Den Grundsatz „eine Regel für alle Fälle“ können wir damit allerdings vergessen. Schlimm unlogisch, übel dysfunktional, optisch Blutgerinnsel auslösend. Aber aus Sicht der Geschlechterverfechter unbedingt allen Deutschsprechenden zumutbar, „wenn’s der Wahrheitsfindung dient“ (Kommunarde Fritz Teufel 1967 in anderem Zusammenhang).
Doch der Befriedigung aller identitätspolitischen Gruppeninteressen dient das ebensowenig wie dem gesellschaftlichen Sprachfrieden. Als die Stadt Hannover Anfang 2019 als erste deutsche Großstadt einen offiziellen, verbindlichen Verwaltungssprachleitfaden mit Sternchen und allen anderen die Logik lähmenden Strahlenwaffen einführte, war der öffentliche Unmut beträchtlich – größer jedenfalls, als die linksliberalen Leitmedien geahnt hatten. Wie aber handelte die Süddeutsche Zeitung diese Aufwallung des gesunden Menschenverstands ab? In zwei sarkastisch-herablassenden Sätzen: „Natürlich hagelt es den in Genderfragen üblichen Hohn, vor allem im Netz (‚Gendergaga‘). Nicht jeder schätzt sprachliche Feinheiten und Entwicklungen.“
Hallo, hier, ich schätze die! Und genau deshalb deprimiert es mich als jetzt gerade Schreibenden zusätzlich, dass auch in andere Sprachräume der gutgemeinte Unfug eingebrochen ist. Wie zum Beispiel die erst in Zeiten der „gender neutrality“ voll ausgebrochene englische Krankheit, für eine einzelne Person zur Diskriminierungsvermeidung den neutralen Plural zu verwenden: „The person left a note on the kitchen table saying that they were going to kill themselves.“ Es war aber kein Massenselbstmord, sondern ein persönlicher Suizidversuch. Sowie auch ein grammatikalischer.
Hierzulande schwinden derweil die Ökosysteme, in denen Liebhaberinnen und Liebhaber (!) der deutschen Sprache noch frei von unmöglichen semantischen Verrenkungen und Kotaus vor jeder nur vorstellbaren Minderheit publizieren können. Schon die Generation der heutigen Schulabgänger wird in ihren Bewerbungsschreiben ganz selbstverständlich die Sternchenform verwenden – schon weil es nicht zu tun einen Papierkorb-Algorithmus triggern könnte, noch bevor die Personalchefin auch nur die Chance hätte, „offended“ zu sein.

——————

__Auftrag__: Setze den Text über das Gendern in der deutschen Sprache im selben Ton nach seinem letzten Satz fort.

__Daten__:
——————

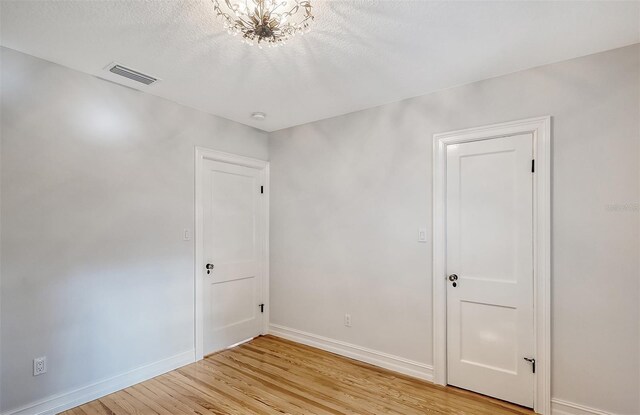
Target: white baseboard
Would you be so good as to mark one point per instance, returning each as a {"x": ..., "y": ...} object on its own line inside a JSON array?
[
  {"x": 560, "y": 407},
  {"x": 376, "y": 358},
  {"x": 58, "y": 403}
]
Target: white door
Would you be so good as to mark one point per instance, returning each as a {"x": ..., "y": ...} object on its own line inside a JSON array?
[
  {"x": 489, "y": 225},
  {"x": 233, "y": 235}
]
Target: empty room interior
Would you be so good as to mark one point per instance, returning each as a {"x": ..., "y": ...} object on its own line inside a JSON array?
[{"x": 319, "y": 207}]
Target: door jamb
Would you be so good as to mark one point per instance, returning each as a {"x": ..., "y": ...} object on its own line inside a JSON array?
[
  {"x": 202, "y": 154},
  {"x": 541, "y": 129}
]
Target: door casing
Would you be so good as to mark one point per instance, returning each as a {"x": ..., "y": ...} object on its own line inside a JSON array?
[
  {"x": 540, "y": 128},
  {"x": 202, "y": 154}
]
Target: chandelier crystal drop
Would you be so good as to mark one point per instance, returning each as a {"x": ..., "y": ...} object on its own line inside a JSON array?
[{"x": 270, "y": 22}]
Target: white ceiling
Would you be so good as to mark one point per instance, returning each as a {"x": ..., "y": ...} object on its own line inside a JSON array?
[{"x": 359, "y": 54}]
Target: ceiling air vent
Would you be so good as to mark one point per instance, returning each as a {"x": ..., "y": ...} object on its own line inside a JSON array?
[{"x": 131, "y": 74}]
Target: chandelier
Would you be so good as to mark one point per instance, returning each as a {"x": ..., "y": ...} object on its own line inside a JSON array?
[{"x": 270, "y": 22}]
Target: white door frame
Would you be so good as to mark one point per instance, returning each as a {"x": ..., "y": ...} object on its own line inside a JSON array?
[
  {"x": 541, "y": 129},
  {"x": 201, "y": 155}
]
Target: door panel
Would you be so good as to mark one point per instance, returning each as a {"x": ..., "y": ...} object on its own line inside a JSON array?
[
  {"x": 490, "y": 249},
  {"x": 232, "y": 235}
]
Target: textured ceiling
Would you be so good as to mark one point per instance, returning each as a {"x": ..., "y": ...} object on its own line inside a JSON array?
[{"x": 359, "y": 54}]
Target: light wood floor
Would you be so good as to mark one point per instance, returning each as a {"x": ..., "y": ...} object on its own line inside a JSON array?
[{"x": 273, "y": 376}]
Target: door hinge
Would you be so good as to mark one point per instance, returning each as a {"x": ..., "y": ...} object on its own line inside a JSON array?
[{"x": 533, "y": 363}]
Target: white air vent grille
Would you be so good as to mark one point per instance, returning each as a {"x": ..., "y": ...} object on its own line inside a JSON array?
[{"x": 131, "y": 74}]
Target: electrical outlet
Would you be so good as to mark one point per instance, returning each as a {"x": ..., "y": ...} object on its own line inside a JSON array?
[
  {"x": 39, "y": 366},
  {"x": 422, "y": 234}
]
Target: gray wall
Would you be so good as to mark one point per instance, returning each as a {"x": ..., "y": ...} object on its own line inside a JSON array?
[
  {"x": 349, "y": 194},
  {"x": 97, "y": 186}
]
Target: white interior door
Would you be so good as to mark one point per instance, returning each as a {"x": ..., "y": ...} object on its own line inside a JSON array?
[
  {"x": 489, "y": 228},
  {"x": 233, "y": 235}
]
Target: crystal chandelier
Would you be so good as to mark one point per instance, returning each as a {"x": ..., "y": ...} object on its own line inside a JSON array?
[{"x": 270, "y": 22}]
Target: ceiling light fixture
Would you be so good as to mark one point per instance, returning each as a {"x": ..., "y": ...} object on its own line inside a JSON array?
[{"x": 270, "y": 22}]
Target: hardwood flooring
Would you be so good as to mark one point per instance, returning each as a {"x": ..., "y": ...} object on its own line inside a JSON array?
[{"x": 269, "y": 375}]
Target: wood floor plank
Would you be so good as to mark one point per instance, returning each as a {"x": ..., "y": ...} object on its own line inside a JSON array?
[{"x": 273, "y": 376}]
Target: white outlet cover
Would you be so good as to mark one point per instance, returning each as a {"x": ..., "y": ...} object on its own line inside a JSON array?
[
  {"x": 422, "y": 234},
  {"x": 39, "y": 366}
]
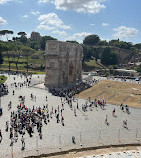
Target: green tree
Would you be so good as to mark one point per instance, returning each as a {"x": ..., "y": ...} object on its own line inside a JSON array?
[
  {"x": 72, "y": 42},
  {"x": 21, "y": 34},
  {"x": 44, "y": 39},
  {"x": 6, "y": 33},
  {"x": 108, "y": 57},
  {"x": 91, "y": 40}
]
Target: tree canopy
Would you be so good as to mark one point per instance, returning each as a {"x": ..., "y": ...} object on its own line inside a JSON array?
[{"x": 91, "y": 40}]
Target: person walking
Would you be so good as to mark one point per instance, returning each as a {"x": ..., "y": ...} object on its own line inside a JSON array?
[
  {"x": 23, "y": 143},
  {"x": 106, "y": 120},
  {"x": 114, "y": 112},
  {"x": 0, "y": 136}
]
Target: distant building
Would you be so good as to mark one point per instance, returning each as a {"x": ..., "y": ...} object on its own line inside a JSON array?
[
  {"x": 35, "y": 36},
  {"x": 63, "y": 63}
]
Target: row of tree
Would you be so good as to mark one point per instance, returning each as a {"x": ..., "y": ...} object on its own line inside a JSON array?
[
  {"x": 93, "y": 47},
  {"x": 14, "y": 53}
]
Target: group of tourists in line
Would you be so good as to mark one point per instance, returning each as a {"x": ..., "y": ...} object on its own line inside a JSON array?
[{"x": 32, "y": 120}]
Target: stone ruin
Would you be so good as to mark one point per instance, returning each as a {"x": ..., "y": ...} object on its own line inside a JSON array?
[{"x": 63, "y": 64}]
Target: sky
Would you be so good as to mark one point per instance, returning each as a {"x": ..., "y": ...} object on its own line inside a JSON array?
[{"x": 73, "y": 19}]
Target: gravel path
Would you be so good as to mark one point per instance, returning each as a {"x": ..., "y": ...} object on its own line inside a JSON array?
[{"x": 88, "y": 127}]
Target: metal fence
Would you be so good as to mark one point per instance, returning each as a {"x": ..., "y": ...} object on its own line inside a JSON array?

——————

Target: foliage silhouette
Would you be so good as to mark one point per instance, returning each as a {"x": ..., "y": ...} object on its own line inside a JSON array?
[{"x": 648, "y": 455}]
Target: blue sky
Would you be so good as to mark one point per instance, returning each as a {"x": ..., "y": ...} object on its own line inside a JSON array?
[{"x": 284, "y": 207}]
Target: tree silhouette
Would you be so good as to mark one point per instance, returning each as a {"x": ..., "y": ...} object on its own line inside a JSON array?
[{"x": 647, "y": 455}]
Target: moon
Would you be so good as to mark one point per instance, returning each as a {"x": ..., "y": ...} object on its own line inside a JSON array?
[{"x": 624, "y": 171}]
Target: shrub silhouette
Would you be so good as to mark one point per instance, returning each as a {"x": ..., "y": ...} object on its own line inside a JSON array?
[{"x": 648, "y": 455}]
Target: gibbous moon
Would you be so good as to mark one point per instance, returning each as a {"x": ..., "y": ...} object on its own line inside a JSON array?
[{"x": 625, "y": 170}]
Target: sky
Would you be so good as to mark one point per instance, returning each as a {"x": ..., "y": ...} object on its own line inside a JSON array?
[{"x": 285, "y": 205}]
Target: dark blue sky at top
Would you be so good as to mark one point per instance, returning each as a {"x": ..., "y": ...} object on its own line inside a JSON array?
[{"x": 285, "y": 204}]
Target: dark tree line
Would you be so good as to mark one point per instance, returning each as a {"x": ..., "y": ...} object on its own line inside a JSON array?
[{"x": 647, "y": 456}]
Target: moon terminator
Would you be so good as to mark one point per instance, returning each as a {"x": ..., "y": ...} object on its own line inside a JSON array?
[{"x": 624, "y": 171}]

——————

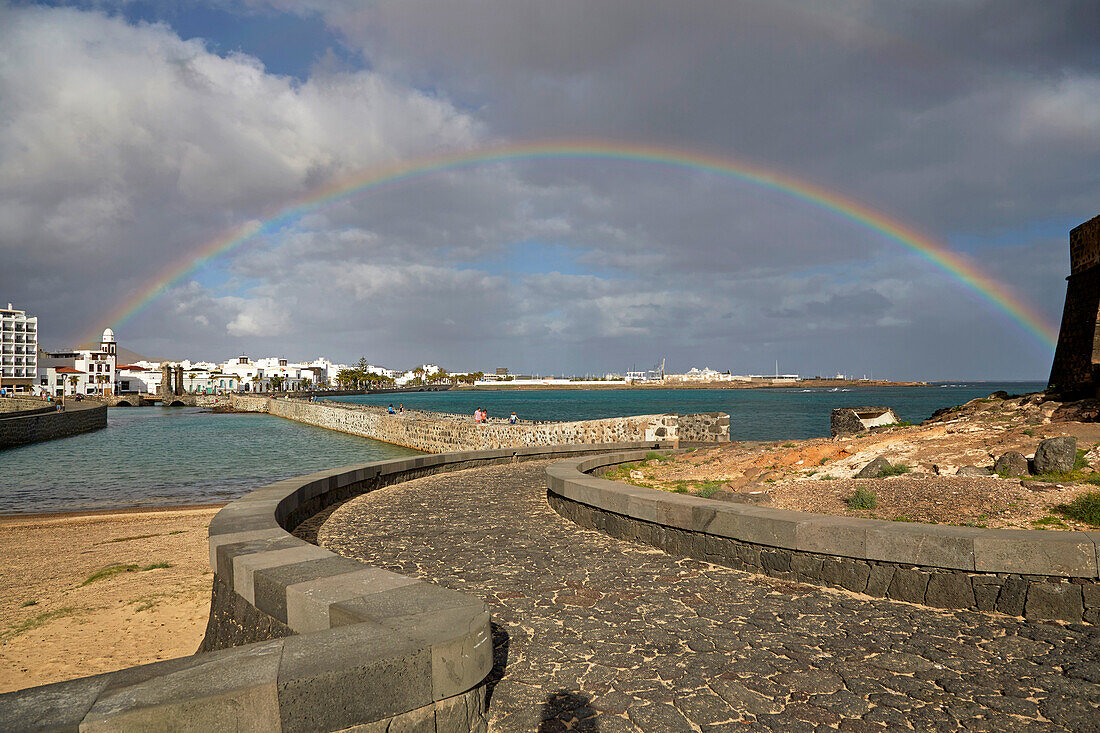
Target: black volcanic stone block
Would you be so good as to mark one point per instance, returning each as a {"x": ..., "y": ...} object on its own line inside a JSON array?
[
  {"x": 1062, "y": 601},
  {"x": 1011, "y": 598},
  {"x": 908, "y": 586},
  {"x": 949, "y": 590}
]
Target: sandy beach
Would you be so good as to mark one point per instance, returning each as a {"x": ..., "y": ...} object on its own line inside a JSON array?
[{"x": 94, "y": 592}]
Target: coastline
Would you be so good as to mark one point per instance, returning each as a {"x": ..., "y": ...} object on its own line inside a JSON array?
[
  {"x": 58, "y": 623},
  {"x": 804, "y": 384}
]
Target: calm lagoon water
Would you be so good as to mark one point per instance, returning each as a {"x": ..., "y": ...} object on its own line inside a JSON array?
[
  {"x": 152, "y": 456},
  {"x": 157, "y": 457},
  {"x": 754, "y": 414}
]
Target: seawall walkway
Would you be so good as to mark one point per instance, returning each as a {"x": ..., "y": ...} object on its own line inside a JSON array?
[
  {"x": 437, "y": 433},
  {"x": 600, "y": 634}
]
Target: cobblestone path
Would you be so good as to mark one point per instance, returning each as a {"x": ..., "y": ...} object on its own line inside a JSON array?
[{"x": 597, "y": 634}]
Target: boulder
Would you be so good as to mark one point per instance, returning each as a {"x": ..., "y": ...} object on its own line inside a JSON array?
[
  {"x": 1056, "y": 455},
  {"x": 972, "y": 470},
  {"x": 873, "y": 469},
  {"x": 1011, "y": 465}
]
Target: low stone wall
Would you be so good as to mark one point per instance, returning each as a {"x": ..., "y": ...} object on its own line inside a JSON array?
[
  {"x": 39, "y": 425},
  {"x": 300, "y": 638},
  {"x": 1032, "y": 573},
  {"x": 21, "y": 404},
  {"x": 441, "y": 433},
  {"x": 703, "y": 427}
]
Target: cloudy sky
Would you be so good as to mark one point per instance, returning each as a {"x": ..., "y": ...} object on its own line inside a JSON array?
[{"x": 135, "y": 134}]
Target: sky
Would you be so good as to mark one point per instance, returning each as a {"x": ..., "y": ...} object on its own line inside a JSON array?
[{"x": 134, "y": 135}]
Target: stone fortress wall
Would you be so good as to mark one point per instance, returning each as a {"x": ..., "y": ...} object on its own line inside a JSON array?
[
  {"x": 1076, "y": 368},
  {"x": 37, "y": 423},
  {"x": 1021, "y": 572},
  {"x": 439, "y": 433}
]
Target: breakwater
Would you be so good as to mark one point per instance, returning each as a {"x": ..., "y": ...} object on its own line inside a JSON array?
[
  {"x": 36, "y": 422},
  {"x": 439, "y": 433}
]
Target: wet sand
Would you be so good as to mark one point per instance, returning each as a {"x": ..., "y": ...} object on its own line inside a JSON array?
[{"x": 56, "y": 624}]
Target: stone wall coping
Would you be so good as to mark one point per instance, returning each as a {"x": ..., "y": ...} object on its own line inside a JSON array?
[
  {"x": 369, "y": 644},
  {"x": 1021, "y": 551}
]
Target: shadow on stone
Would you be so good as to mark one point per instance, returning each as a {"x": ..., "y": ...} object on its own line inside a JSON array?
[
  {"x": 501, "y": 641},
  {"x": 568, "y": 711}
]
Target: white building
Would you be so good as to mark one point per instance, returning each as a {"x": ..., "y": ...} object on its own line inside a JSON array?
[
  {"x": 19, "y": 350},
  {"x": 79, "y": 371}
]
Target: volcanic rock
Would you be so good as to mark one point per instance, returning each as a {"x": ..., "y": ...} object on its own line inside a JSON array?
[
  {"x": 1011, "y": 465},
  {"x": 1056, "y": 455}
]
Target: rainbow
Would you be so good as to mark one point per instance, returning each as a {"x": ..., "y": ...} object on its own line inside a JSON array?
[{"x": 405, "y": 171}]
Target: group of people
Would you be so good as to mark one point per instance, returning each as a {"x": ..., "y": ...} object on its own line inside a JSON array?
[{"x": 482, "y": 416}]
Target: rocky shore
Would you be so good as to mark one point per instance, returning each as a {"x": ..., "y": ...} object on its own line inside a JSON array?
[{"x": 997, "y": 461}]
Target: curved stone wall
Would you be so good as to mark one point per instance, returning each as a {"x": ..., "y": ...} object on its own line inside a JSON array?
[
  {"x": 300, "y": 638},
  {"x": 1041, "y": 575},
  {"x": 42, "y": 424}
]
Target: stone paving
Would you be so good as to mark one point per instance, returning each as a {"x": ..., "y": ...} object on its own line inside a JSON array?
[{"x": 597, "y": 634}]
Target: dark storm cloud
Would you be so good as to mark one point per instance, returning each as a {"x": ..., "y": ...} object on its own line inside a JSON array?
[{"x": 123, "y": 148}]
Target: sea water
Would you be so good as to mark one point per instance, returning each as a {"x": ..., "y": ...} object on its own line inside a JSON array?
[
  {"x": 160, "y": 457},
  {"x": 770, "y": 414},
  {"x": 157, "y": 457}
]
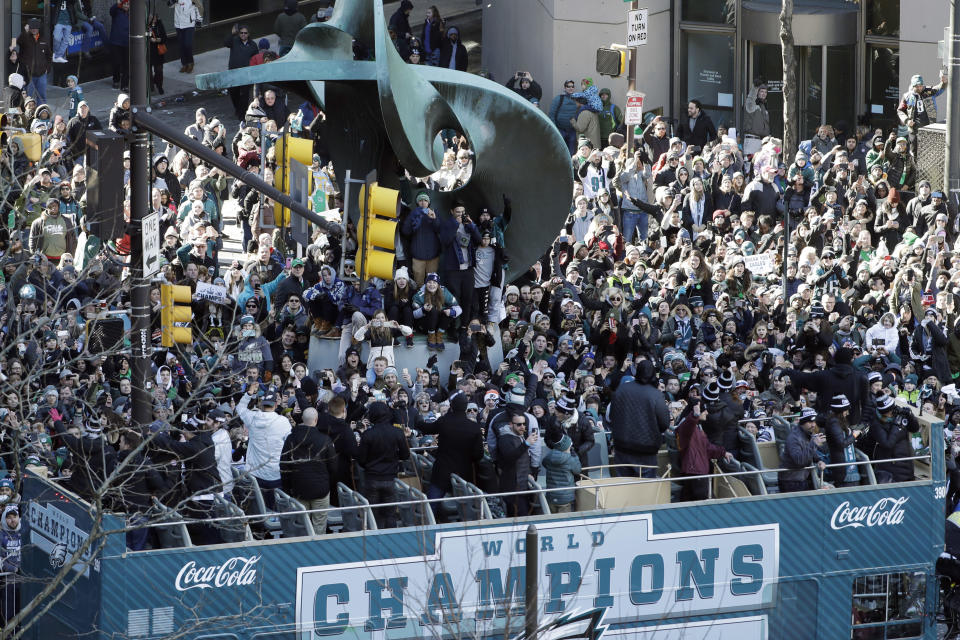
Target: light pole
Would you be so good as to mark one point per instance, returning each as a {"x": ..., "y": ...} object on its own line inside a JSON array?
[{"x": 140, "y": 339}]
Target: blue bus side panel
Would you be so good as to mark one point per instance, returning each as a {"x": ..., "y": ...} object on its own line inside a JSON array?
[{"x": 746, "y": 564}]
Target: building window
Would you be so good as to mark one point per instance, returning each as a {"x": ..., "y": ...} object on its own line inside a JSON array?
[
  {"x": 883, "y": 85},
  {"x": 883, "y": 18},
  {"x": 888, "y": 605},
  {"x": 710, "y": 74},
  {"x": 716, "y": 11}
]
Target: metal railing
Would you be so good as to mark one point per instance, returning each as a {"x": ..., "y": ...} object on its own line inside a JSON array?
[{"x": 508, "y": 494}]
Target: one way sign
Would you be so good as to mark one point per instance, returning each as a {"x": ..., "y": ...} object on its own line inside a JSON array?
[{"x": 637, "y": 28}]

——————

__Antwort__:
Auch der erste deutschsprachige Roman, in dessen Manuskript die Handlungsfäden durchgängig gegendert und alle potenziellen Rassismen selbst aus Dialogzeilen von Mafia-Paten und -patinnen entfernt wurden, wartet vermutlich nicht erst auf die Druckfreigabe. Er dürfte schon in den Regalen stehen. Weltliteratur kann daraus ja trotzdem noch werden – in der russischen Übersetzung.
Der Form jedenfalls wurde Genüge getan, das richtige Denken vorgezeigt, die waidwund geschossene Grammatik ächzt und stöhnt, die partiell noch mögliche Schlichtheit und Klarheit der deutschen Sprache liegt am Boden. Diese stumpfe Gewaltanwendung geschieht an vielen Orten und aus vielen Gründen: in bester Absicht, aus blankem Umerziehungswahn, um die Einheitlichkeit mit anderen Texten herzustellen, weil die Kundschaft das angeblich so erwartet, aus Feigheit, oder einfach weil … das heute eben so ist.
Aber unter all den Schrullen einer zunehmend verstrahlten Sprache hat wenigstens das Partizip-Gendern („Lehrende“) doch ein Gutes: Fliesenleger kommen dadurch zu ganz neuen Ehren. Auch dieser körperlich so beschwerliche Beruf darf ja nicht das tatsächliche und sprachliche Privileg von Männern bleiben. Weil Fliesenlegerbetriebe aber nun mal oft noch rein männliche Belegschaften haben, sind auch Jupp und Willi Kowalski jetzt Fliesen-Legende. Und das schon zu Lebzeiten. Respekt!